• _INSTRUCTION_:
Swap "stone wall" for "brick wall" and write out all of the records again with nothing else altered. Omit the pictures from your answer.

Entries from an annotation dataset

>> START

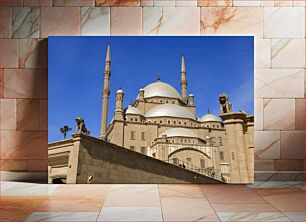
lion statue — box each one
[219,93,232,114]
[75,117,90,135]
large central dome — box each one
[137,81,182,99]
[145,104,195,119]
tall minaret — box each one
[181,55,187,104]
[100,44,111,139]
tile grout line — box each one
[96,184,113,221]
[156,184,165,222]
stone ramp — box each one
[49,134,223,184]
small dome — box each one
[137,81,182,99]
[199,113,222,122]
[145,104,195,119]
[116,89,123,93]
[158,128,199,138]
[125,105,144,116]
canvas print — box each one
[48,36,254,184]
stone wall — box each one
[72,135,218,183]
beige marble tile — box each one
[158,184,204,198]
[254,99,263,130]
[175,0,198,7]
[295,99,306,130]
[212,203,278,212]
[293,0,306,7]
[304,69,306,98]
[281,130,306,159]
[0,39,18,68]
[96,0,141,7]
[0,160,27,172]
[0,196,48,221]
[3,69,48,98]
[52,184,112,197]
[0,69,3,99]
[0,99,17,130]
[254,160,274,171]
[40,7,81,38]
[143,7,200,35]
[153,0,175,7]
[17,99,40,130]
[255,69,304,98]
[272,39,305,68]
[0,7,12,38]
[81,7,110,36]
[12,7,40,38]
[263,99,295,130]
[255,39,271,68]
[0,131,48,159]
[199,184,266,204]
[256,188,305,212]
[198,0,233,7]
[254,131,280,160]
[161,197,219,222]
[274,0,293,7]
[218,212,290,222]
[264,7,305,38]
[201,7,263,38]
[23,0,52,6]
[27,159,48,172]
[19,39,48,68]
[97,207,163,222]
[53,0,95,6]
[39,99,48,130]
[233,0,260,7]
[260,0,274,7]
[111,7,142,36]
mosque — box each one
[100,45,254,183]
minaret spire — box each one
[100,43,111,139]
[181,54,187,104]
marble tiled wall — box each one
[0,0,306,180]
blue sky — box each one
[48,36,254,141]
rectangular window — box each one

>> END

• _SOLUTION TO THIS PROBLEM_:
lion statue — box each one
[219,93,232,114]
[75,117,90,135]
large central dome — box each one
[137,81,182,99]
[145,104,195,119]
tall minaret — box each one
[181,55,187,104]
[100,44,111,139]
tile grout line — box each one
[96,184,113,221]
[156,184,165,222]
stone ramp — box each one
[49,134,223,184]
small dome — box each one
[137,81,182,99]
[199,113,222,122]
[145,104,195,119]
[116,89,123,93]
[158,128,199,138]
[125,105,144,116]
canvas print — box each one
[48,36,254,184]
brick wall — box each one
[72,135,218,183]
beige marble tile — box each one
[158,184,204,198]
[254,99,263,130]
[175,0,198,7]
[295,99,306,130]
[212,203,278,212]
[293,0,306,7]
[304,69,306,98]
[281,130,306,159]
[0,39,18,68]
[96,0,141,7]
[0,160,27,172]
[0,196,48,221]
[3,69,48,98]
[52,184,112,197]
[0,69,3,99]
[0,99,17,130]
[254,160,274,171]
[40,7,81,38]
[143,7,200,35]
[153,0,175,7]
[17,99,40,130]
[255,69,304,98]
[272,39,305,68]
[0,7,12,38]
[81,7,110,36]
[12,7,40,38]
[263,99,295,130]
[255,39,271,68]
[0,131,48,159]
[199,184,266,204]
[256,188,305,212]
[198,0,233,7]
[254,131,280,160]
[161,197,219,222]
[274,0,293,7]
[218,212,290,222]
[264,7,305,38]
[201,7,263,38]
[23,0,52,6]
[27,159,48,172]
[19,39,48,68]
[97,207,163,222]
[53,0,95,6]
[39,99,48,130]
[233,0,260,7]
[260,0,274,7]
[111,7,142,36]
mosque — box each one
[100,45,254,183]
minaret spire — box each one
[100,43,111,139]
[181,54,187,104]
marble tiled wall — box each one
[0,0,306,180]
blue sky — box each one
[48,36,254,141]
rectangular window — box each one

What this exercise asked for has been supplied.